__Saved entries__
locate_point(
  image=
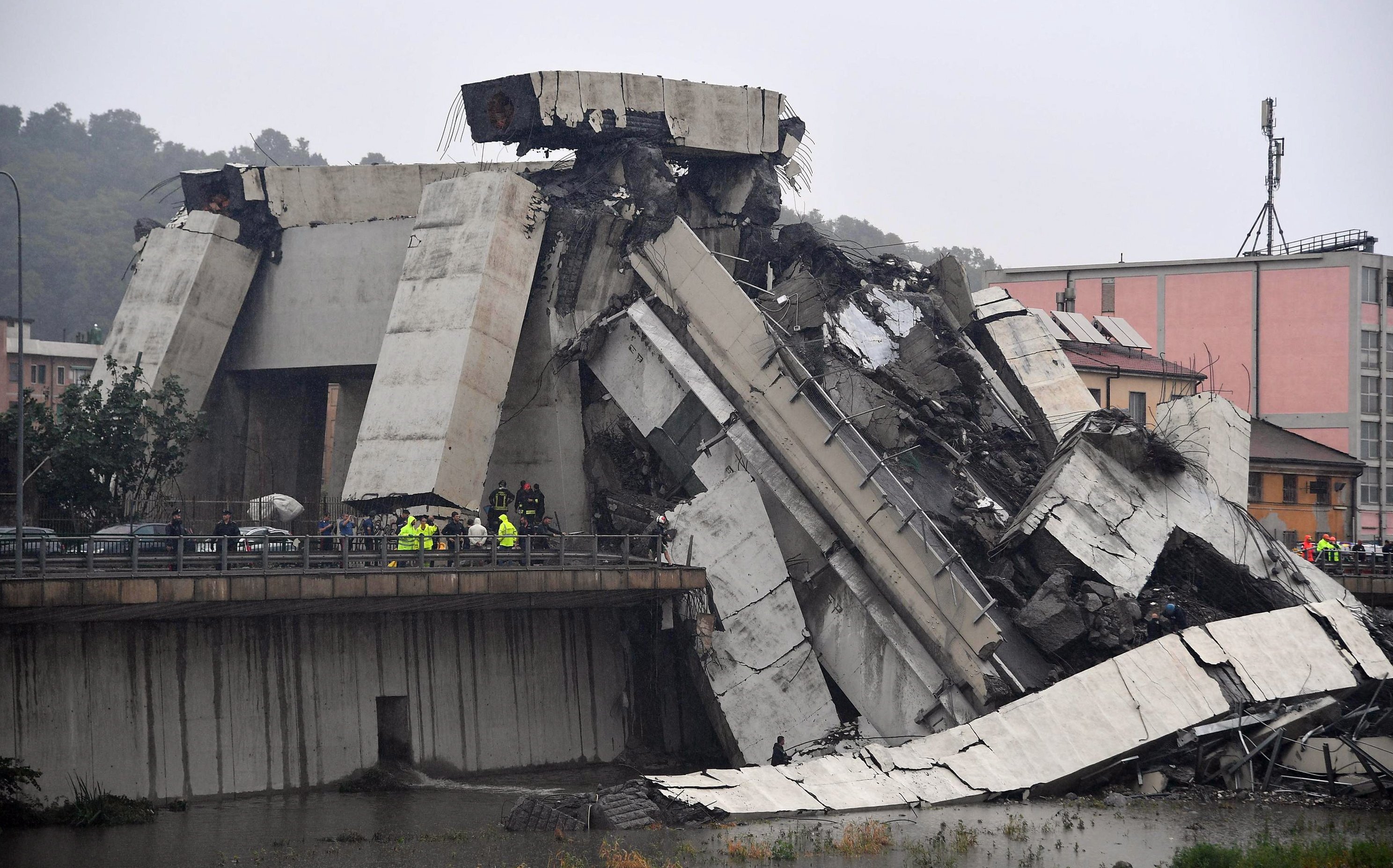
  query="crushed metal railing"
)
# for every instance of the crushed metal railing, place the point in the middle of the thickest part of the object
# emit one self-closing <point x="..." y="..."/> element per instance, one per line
<point x="51" y="556"/>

__Work to do__
Rewrite the records with each "crushed metal railing" changed to "bent metal railing" and everything else left as it is. Leave the pictures out of your answer.

__Reply to the exercise__
locate_point(
  image=
  query="bent metal railing"
)
# for every instance of the bent metal railing, place the point in the middle of the thickest part of the object
# emit one self-closing <point x="..." y="..."/> element per instance, one per line
<point x="51" y="556"/>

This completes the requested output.